* [Written problem] Skip every picture and copy only the lines from the one containing "Each instance receives exactly one keypoint. Tag the damaged" to the final line of the records below.

---

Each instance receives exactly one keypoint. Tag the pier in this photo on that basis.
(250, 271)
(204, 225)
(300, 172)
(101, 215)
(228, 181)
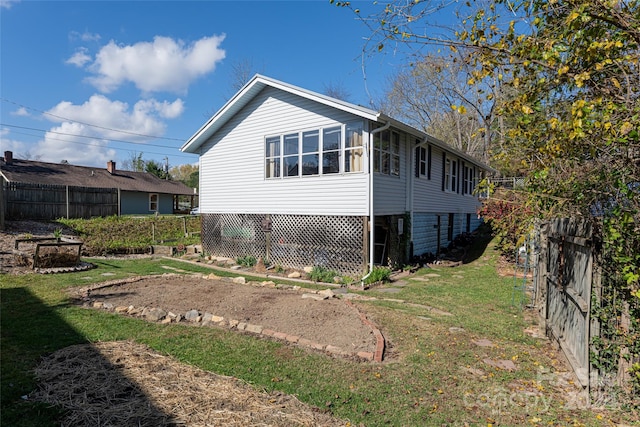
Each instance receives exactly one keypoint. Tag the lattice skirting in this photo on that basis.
(334, 242)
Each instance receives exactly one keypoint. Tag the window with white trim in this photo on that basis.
(447, 175)
(423, 161)
(153, 202)
(468, 180)
(353, 151)
(273, 157)
(386, 153)
(315, 152)
(454, 176)
(331, 138)
(291, 155)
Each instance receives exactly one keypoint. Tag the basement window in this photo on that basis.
(153, 202)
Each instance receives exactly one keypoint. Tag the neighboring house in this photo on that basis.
(56, 188)
(303, 179)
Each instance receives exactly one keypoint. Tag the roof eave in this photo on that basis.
(247, 93)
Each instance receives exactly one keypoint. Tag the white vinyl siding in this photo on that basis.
(390, 191)
(232, 166)
(429, 197)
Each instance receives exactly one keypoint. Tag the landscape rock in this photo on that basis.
(314, 296)
(327, 292)
(192, 316)
(155, 314)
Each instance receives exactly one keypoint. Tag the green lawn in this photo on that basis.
(433, 373)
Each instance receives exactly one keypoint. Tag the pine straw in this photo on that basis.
(125, 384)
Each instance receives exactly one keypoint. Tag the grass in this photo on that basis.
(433, 375)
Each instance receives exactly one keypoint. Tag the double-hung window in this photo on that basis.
(273, 157)
(153, 202)
(331, 144)
(454, 176)
(353, 153)
(310, 152)
(423, 161)
(315, 152)
(291, 157)
(386, 152)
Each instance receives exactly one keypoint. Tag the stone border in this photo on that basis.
(197, 318)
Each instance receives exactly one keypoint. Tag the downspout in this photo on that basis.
(372, 217)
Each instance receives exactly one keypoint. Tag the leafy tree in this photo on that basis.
(336, 90)
(155, 168)
(432, 94)
(187, 174)
(572, 114)
(134, 163)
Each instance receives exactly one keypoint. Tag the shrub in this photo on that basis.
(378, 274)
(321, 274)
(247, 261)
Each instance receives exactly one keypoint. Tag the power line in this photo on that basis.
(89, 124)
(117, 149)
(85, 136)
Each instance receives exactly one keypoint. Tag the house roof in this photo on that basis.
(259, 82)
(34, 172)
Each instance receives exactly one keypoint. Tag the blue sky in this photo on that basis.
(89, 82)
(92, 81)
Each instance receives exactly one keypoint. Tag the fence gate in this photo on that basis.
(567, 260)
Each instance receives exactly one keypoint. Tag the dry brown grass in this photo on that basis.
(125, 383)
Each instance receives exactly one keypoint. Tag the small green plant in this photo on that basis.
(246, 261)
(322, 274)
(378, 274)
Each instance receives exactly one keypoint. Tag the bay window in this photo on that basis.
(315, 152)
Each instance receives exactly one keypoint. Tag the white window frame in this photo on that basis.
(386, 153)
(347, 151)
(153, 202)
(447, 173)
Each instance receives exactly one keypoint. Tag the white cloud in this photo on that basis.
(75, 149)
(110, 116)
(20, 149)
(85, 37)
(80, 58)
(22, 112)
(162, 65)
(6, 4)
(165, 109)
(74, 140)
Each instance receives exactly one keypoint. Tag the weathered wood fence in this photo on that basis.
(43, 201)
(566, 275)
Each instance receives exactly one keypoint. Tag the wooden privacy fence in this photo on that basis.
(565, 276)
(44, 201)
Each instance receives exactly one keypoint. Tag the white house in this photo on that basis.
(303, 179)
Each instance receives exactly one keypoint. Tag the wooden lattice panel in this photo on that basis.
(332, 242)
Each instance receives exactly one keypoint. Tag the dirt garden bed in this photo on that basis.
(295, 315)
(73, 378)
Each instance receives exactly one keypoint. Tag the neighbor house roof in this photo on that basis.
(28, 171)
(259, 82)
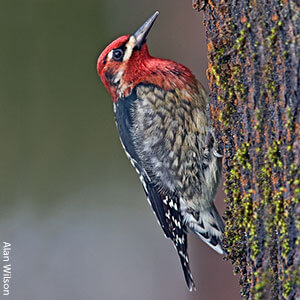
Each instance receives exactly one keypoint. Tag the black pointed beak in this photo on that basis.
(142, 32)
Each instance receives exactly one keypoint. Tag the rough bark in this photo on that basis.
(254, 75)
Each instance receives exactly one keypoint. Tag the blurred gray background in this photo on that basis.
(71, 204)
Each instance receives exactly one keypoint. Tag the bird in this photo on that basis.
(162, 114)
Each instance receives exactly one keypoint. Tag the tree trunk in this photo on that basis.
(254, 75)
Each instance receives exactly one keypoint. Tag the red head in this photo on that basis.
(126, 62)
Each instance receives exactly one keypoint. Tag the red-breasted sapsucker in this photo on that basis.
(162, 116)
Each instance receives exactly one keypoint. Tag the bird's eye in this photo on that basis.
(118, 54)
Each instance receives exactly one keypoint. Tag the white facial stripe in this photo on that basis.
(129, 48)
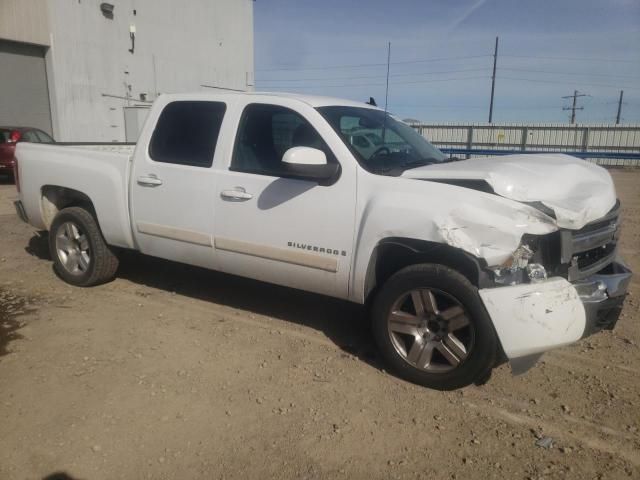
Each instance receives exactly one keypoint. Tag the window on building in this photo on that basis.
(43, 137)
(266, 132)
(30, 136)
(187, 133)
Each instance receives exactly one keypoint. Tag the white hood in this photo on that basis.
(577, 191)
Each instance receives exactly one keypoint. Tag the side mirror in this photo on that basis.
(306, 163)
(304, 156)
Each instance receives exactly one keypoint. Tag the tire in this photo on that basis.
(80, 254)
(432, 328)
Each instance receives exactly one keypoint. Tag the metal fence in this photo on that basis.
(604, 144)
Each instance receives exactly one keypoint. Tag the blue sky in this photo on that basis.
(441, 55)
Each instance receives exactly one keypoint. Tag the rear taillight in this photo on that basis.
(15, 136)
(16, 175)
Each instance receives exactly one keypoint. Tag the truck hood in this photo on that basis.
(578, 192)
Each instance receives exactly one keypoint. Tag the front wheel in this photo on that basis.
(80, 254)
(432, 328)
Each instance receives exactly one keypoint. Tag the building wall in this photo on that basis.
(24, 21)
(178, 47)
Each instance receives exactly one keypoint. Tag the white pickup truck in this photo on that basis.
(463, 264)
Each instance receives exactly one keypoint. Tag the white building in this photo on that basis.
(70, 67)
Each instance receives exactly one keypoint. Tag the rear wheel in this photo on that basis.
(432, 328)
(80, 254)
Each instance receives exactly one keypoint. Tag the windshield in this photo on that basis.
(381, 143)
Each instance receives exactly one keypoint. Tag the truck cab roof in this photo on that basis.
(312, 100)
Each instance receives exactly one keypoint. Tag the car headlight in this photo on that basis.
(517, 268)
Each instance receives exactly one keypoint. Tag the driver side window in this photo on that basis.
(266, 132)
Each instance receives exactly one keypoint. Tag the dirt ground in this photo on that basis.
(176, 372)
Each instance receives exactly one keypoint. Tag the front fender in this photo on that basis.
(486, 226)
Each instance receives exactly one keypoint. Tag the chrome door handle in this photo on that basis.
(149, 181)
(238, 194)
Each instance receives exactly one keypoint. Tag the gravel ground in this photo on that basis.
(176, 372)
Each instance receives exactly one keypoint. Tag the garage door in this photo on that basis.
(24, 95)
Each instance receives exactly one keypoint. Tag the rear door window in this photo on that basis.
(187, 133)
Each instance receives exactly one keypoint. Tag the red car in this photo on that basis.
(9, 136)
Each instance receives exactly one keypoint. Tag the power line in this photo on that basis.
(568, 83)
(577, 59)
(373, 76)
(362, 65)
(631, 77)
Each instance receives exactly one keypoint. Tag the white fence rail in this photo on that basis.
(622, 140)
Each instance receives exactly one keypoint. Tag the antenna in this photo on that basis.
(386, 93)
(573, 107)
(493, 81)
(619, 107)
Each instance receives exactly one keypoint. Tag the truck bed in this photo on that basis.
(99, 171)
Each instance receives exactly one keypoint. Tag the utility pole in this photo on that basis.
(573, 107)
(493, 81)
(619, 107)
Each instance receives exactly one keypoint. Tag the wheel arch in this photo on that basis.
(395, 253)
(54, 198)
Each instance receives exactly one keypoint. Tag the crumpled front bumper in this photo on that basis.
(603, 295)
(535, 317)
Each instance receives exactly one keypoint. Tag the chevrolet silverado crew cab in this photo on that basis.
(463, 264)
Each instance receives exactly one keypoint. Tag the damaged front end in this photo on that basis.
(557, 288)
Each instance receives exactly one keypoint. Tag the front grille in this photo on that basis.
(591, 248)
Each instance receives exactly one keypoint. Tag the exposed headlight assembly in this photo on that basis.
(517, 269)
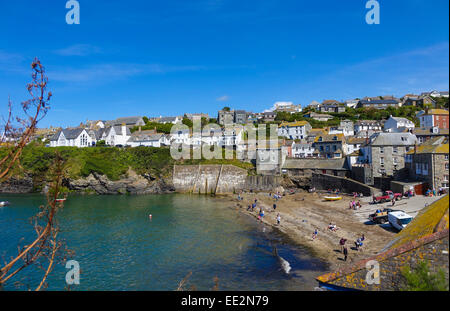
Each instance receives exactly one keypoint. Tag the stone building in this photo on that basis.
(424, 239)
(225, 117)
(385, 152)
(330, 146)
(429, 163)
(294, 130)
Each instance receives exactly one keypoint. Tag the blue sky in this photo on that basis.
(170, 57)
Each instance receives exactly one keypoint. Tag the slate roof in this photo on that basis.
(321, 164)
(142, 137)
(126, 120)
(379, 101)
(393, 139)
(293, 124)
(69, 133)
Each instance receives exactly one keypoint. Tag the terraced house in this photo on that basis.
(429, 163)
(294, 130)
(330, 146)
(74, 137)
(385, 152)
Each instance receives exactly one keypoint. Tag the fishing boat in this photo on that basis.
(332, 198)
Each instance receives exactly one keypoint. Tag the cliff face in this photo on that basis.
(17, 185)
(220, 179)
(99, 184)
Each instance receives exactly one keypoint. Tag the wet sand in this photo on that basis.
(301, 213)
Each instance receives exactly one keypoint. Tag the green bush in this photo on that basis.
(421, 279)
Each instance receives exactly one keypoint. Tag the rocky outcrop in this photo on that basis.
(131, 184)
(17, 185)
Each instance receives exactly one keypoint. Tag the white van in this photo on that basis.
(399, 219)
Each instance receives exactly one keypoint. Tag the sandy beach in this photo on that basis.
(301, 213)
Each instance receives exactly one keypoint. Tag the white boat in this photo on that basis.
(399, 219)
(332, 198)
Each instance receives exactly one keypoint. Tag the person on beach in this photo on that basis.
(315, 234)
(342, 244)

---

* [Result]
Each instance receives exactly one keypoint. Tag the damaged front end in this photo on that basis.
(557, 288)
Each instance receives exactly one keypoint. Tag the front grille in this photo on that basis.
(591, 248)
Each instance receives exactly one keypoint. Tag the exposed headlight assembly in this photo on that basis.
(517, 269)
Each instance receives exactly one keypoint. Tag the stone building in this photo on that basis.
(424, 239)
(225, 117)
(385, 152)
(330, 146)
(429, 163)
(294, 130)
Each instance receives exactly one keypoint. Tag the blue sky in this photo on that basis.
(170, 57)
Each instance receives exactly one keypoint. Tag the slate roof in this photo on that basis.
(321, 164)
(142, 137)
(126, 120)
(379, 101)
(393, 139)
(293, 124)
(69, 133)
Each instance receives exactly one keypoint. Tag the terraced house in this photo on that basis.
(429, 163)
(294, 130)
(330, 146)
(74, 137)
(385, 152)
Each instance receives exactly one keypoint. Tag the fishing boat in this photo on that basis.
(332, 198)
Each instance receives exactly one keypoint. Tag the cliff face in this photo on that basis.
(17, 185)
(220, 179)
(99, 184)
Each instance receives exactly one keypoint. Tag the wet sand in this photo on that basis.
(301, 213)
Each instance receives exactly one keypoint. Tag the green bush in this photo on that basis.
(421, 279)
Each instance receives exactly one keypoint. Tag the rocky outcrop in this photo on that basis.
(131, 184)
(17, 185)
Each instance receives exactly one keypoint. Tag the white van in this photo on that basis.
(399, 219)
Each instance receives exactly one keypoint. Tag the sandy beach in this photo on that basis.
(301, 213)
Each instance receives exactly one keypoint. Tag the white boat in this photo on that basis.
(399, 219)
(332, 198)
Each instance receives exactly one keypoint. Tag the person on beach in this photo on that basis.
(315, 234)
(342, 244)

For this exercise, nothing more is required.